#### What you need to do
(a) In the Worbla armor tutorial, rewrite the part that opens with the words containing "Here's a sneak" and closes with "shelving from IKEA)", substituting "permanent marker" for "Sharpie".
(b) In the Worbla armor tutorial, which foam color forms the design and which forms the pattern piece for the upper-arm plate?
(c) Write the next part of the Worbla armor tutorial, following on from its final sentence.

#### Selected passage

---------------

Friday, March 14, 2014

Worbla Armor - Embossed Technique

 Here's a sneak preview of the Diablo III Barbarian Tier 5 armor I am building. All of these pieces were made using a thermoplastic called Worbla.

One reason you might use Worbla instead of Wonderflex to create your cosplay armor is in the unique ways that you can manipulate Worbla.

Here's how I create a embossed look on Worbla armor. This technique is more cost-effective than layering extra Worbla on top. Instead, you are layering your less-expensive (and easier-to-cut) craft foam.
You need:
Sheets of craft foam (in two contrasting colors)
Worbla (available from or
Heat Gun
A pointy wooden tool
Sharpie for drawing your design
Good scissors
Elmer’s glue
A surface to work on that the Worbla will not stick to (I use a piece of glass shelving from IKEA)

First, cut out your design in craft foam and glue it to your craft foam pattern piece. Then layer Worbla over the craft foam and use a pointed wooden tool to press the thermoplastic down around the edges of the design. Let’s see an example:
This is going to be a plate that wraps around the outside of my upper arm.
Here I layered my design in green foam over yellow. The yellow will become my pattern piece for an upper-arm plate.
First I heated a piece of Worbla, then stuck the pattern piece on it with the green design side against the shiny side of the Worbla sheet.
Then I flipped it over.

---------------

Dataset items:
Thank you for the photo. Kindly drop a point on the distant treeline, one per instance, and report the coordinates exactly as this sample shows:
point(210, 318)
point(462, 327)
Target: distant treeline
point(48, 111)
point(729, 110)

---------------

#### Answers to the tasks
(a)
Here's a sneak preview of the Diablo III Barbarian Tier 5 armor I am building. All of these pieces were made using a thermoplastic called Worbla.

One reason you might use Worbla instead of Wonderflex to create your cosplay armor is in the unique ways that you can manipulate Worbla.

Here's how I create a embossed look on Worbla armor. This technique is more cost-effective than layering extra Worbla on top. Instead, you are layering your less-expensive (and easier-to-cut) craft foam.
You need:
Sheets of craft foam (in two contrasting colors)
Worbla (available from or
Heat Gun
A pointy wooden tool
permanent marker for drawing your design
Good scissors
Elmer’s glue
A surface to work on that the Worbla will not stick to (I use a piece of glass shelving from IKEA)

(b) The design is green foam, and the pattern piece is yellow foam.

(c)
Here you can see that it helps to use contrasting craft foam colors because you can see the darker green design through the plastic.
Next, I used the pointy tool to press the heated Worbla down around the design shapes and get nice, smooth edges.
The Worbla cools and hardens pretty quickly so I heated and worked on one quadrant of the piece at a time.
After finishing the relief, I heated a second piece of Worbla and stuck it to the back of the craft foam. Then I pressed the edges together to seal in the craft foam (sandwich!) and trimmed the excess.
Save your Worbla scraps, you can heat them up and use them for decorations, like claws and scrollwork!
Lastly I heated up the whole piece and curve it into shape around my upper arm, then let it cool.
Here is the completed piece after adding the spike and painting it.
In this last image you can see the hand plate on which I used both the craft foam relief technique and also layered strips of Worbla for the edge details. Here it is easy to see the visual difference you get – with the relief technique you will have smooth, rounded edges, and with the layering technique you will have sharp edges., which looks great for border outlines.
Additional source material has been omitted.